-- Permintaan 1 --
Pilih setiap baris dalam daftar yang memuat kata "target", lalu salin baris-baris itu.
=== Teks Bacaan ===
Tuhan, maaf , kami orang orang sibuk. Kami memang
takut neraka, tetapi kami kesulitan mencarai waktu untuk mengerjakan aman yang
dapat menjauhkan kami dari nerakamu. Kami memang berharap suraga, tapi kami
hampir tak ada waktu mencari bekal surga-Mu.”
Berapa jam dalam sehari Anda sempatkan waktu untuk beribadah dan
Berkomunikasi dengan Allah? Berapa penghasilan yang anda sisihkan dalam sebulan untuk bersedekah?
Ya, dari dua pertanyaan itu
sudah menunjukkan karakter kita yang lebih banyak menghabiskan waktu untuk
urusan dunia daripada akhirat. Teliti kata-kata yang saya tulis misal miring (italic) di atas, mari kita
ber-istighfar. Kita seolah makhluk yang begitu sibuk bahkan untuk beribadah dan
berkomunikasi dengan Allah saja kita harus menyempatkannya. Kita seolah
manusia pelit. Bahkan untuk akhirat kita justru menyedehkan harta yang tersisih.
Tak sadar di hadapan Tuhan
seolah kita adalah orang tersibuk, padahal seluruh waktu, seluruh jatah usia,
bahkan hidup kita seharusnya kita persembahkan dalam pengabdian-Nya. “Dan aku tidak menciptakan jin dan manusia
melainkan supaya mereka mengabdi kepada-ku.” (QS, Adz-Dzariyat:56)
Kita sudah sedemikian berani
berbohong kepada Allah. Di setiap iftitah
begitu mudah kita ucap, “innash shalaati
wanusukii wa mahyaaya wa ma maati lillahi rabbi; ‘aalamiina.” Sesungguhnya
shalatku, ibadahku, hidupku, matiku hanya untuk Allah, Tuhan sekalian alam,
tetapi kelakuan kita justru mengingkarinya.
Ketika bos kita memanggil,
betapa takutnya kita sehingga dengan cepat kita menghadapnya, namun ketika
panggilan Tuhan berkumandang, betapa berani dan lamanya kita untuk
menghadap-Nya. Padahal yang memanggil kita adalah Tuhannya bos, Atasannya
atasan.
Saudaraku, dengarlah
kalimat-kalimat muadzin yang berkumandang paling tidak lima kali sehari.
Kalimatnya tak hanya mengajak kita untuk melaksanakan shalat, tetapi juga juga
dengan disusul tawaran kesuksesan. Dengarlah panggilan Tuhan yang
dikumandangkan oleh muadzin, Hayya’alash sholah. Mari menunaikan shalat. Tak cukup
hanya itu tetapi juga lanjut dengan balasan yang indah, Hayya ‘alal falah. Mari meraih kemenangan. Seolah tuhan berkata,
wahai manusia, berhentilah dari rutinitas kerjamu, istrirahatlah sejenak dari
kesibukanmu. Shalatlah dan sambutlah kemenangan. Shalatlah dan sambutlah
kesuksesan. Shalatlah, dan yakinlah kerjamu akan membuahkan keberhasilan dan
lebih berkah.
===
-- Permintaan 2 --
Tolong lanjutkan tulisan di atas tentang kesibukan manusia dan panggilan shalat, dimulai setelah kalimat terakhirnya.
=== Data yang Diberikan ===
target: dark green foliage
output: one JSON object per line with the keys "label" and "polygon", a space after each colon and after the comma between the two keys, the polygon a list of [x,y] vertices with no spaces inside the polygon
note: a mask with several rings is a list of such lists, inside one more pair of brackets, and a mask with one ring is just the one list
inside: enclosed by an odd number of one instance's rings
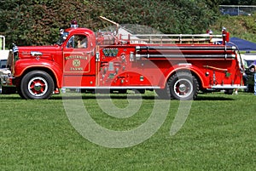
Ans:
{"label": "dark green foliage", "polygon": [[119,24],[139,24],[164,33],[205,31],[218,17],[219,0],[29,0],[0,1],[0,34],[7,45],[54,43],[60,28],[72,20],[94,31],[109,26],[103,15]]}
===
=== Data yang Diberikan ===
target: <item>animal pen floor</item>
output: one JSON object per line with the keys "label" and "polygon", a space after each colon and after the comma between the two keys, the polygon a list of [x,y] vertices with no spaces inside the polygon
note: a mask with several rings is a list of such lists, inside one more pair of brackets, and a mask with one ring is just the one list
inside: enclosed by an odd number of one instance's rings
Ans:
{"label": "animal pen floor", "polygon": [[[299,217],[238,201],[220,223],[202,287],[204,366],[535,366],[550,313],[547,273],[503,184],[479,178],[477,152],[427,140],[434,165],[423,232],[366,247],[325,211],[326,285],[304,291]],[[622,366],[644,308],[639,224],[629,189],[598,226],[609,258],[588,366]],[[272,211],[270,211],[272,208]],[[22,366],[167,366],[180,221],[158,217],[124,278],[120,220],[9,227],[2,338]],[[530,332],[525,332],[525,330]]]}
===
-- Jawaban Tertulis 1 --
target: dark green foliage
target: <item>animal pen floor</item>

-- Jawaban Tertulis 2 --
Tapi tidak, manusia masih
begitu pelit kepada Tuhan, bahkan untuk bersedekah pun kita menyisih-nyisihkan
harta kita. Kita begitu boros untuk dunia, tetapi untuk bekal kehidupan abadi,
malah kita tabung harta yang tersisih . Sedekah kita tak lebih dari harta yang
tak begitu kita cintai. Jangankan sedekah, bahkan zakat yang hanya 2,5% persen
saja terkadang begitu berat terambil dari dompet.
Betapa Kecilnya harga uang
ketika kita sedang berhadapan dengan penjual baju. Betapa murahnya angka satu
juta ketika kita sedang shopping. Betapa murahnya angka seratus ribu ketika
kita belikan pulsa. Tetapi ketika ada kotak amal berjalan, ketika ada pengemis
mengiba pinta, ketika ada anak kecil dengan wajah kusam mengamen dan menadahkan
tangannya yang masih suci, berapa jumlah uang yang kita ambil dari dompet?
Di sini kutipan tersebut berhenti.